Subsequent to the Merger closing, we redeemed $1.2 billion of senior notes in the first half of 2021. We also paid $59 million of cash retirement costs related to these redemptions.

Shareholder Distributions and Stock Activity



The following table summarizes our common stock dividends during the second
quarter and total for the first six months of 2021 and 2020. We raised our
quarterly dividend by 22% to $0.11 per share in the second quarter of 2020. In
addition to the fixed quarterly dividend, we paid a variable dividend in the
first and second quarters of 2021.

                   Fixed      Variable      Total       Rate Per Share
2021:
First quarter      $   76     $     127     $  203     $           0.30
Second quarter         75           154        229     $           0.34
Total year-to-date $  151     $     281     $  432
2020:
First quarter      $   34     $       -     $   34     $           0.09
Second quarter         42             -         42     $           0.11
Total year-to-date $   76     $       -     $   76

We repurchased 2.2 million shares of common stock for $38 million in the first six months of 2020. For additional information, see Note 17 in "Part I. Financial Information - Item 1. Financial Statements" in this report.

Noncontrolling Interest Activity, net



During the first six months of 2021, we received $3 million of contributions
from our noncontrolling interests in CDM and distributed $9 million to our
noncontrolling interests in CDM. In the first quarter of 2021, we paid $24
million to purchase the noncontrolling interest portion of a partnership that
WPX had formed to acquire minerals in the Delaware Basin.

During the first six months of 2020, we received $11 million in contributions from our noncontrolling interests in CDM and distributed $6 million to our noncontrolling interests in CDM.

Liquidity



The business of exploring for, developing and producing oil and natural gas is
capital intensive. Because oil, natural gas and NGL reserves are a depleting
resource, we, like all upstream operators, must continually make capital
investments to grow and even sustain production. Generally, our capital
investments are focused on drilling and completing new wells and maintaining
production from existing wells. At opportunistic times, we also acquire
operations and properties from other operators or land owners to enhance our
existing portfolio of assets.

§ **Instructions for the task**
Reproduce word for word the part of the financial report excerpt that starts with the words "During the first six months of 2020, we" and ends with "portfolio of assets.".

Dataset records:
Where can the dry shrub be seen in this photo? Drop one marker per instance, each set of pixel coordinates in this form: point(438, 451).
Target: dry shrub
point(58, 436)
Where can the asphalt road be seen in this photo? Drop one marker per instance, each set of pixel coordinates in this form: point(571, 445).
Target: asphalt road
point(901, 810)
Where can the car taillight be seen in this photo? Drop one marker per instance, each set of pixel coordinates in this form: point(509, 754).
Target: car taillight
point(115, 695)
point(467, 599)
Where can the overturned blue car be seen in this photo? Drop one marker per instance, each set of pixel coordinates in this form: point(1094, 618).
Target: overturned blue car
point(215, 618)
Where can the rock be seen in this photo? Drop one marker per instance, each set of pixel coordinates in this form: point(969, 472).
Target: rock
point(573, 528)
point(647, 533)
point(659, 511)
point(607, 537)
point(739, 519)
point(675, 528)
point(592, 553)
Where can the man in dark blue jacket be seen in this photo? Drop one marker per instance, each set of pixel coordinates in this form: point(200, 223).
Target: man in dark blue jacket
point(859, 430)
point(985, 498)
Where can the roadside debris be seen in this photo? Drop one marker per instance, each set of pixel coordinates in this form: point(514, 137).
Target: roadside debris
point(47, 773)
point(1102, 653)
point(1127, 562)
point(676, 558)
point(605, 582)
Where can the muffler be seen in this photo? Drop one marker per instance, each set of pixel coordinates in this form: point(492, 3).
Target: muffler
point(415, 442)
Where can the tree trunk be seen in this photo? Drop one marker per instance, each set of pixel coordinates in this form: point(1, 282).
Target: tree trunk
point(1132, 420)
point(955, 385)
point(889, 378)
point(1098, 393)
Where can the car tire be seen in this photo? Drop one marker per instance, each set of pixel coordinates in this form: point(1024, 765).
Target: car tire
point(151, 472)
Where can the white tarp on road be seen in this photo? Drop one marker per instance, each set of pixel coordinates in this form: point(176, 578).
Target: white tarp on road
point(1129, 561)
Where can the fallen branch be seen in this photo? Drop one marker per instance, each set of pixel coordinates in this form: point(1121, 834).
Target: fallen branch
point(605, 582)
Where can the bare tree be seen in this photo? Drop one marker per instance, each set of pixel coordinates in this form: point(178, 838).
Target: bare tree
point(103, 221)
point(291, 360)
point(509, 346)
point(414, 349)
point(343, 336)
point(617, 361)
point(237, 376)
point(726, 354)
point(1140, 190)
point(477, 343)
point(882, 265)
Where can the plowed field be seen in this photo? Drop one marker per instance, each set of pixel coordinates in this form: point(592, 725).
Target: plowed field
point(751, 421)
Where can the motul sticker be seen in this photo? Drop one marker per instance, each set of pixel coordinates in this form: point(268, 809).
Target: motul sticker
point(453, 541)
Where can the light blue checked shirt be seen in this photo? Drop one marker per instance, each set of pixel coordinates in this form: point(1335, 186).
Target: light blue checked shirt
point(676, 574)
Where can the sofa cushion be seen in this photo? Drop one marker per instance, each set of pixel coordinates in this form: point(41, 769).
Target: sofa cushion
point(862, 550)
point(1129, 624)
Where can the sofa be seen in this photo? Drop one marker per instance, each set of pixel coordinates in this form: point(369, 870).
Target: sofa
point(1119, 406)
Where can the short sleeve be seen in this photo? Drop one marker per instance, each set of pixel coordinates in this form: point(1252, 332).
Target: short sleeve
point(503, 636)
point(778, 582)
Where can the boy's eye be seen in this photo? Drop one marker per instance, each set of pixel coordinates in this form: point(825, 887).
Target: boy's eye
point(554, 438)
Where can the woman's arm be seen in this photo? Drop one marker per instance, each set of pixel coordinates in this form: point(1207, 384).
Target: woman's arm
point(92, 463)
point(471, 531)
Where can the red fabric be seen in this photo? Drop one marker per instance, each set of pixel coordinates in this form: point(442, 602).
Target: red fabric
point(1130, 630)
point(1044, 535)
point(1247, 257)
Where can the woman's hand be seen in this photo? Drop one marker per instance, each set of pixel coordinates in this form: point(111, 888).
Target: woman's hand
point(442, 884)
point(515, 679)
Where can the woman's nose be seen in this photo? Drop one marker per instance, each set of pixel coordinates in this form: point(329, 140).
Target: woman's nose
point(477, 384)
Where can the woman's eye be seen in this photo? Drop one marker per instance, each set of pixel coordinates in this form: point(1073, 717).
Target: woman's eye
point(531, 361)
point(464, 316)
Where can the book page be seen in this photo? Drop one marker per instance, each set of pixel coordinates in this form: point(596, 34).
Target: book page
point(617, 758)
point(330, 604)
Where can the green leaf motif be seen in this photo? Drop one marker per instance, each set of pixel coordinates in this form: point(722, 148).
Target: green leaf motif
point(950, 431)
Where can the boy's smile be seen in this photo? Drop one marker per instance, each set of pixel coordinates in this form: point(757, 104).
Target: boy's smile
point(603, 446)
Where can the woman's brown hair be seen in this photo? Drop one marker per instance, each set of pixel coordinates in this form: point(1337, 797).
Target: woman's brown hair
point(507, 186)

§ **Written solution**
During the first six months of 2020, we received $11 million in contributions from our noncontrolling interests in CDM and distributed $6 million to our noncontrolling interests in CDM.

Liquidity



The business of exploring for, developing and producing oil and natural gas is
capital intensive. Because oil, natural gas and NGL reserves are a depleting
resource, we, like all upstream operators, must continually make capital
investments to grow and even sustain production. Generally, our capital
investments are focused on drilling and completing new wells and maintaining
production from existing wells. At opportunistic times, we also acquire
operations and properties from other operators or land owners to enhance our
existing portfolio of assets.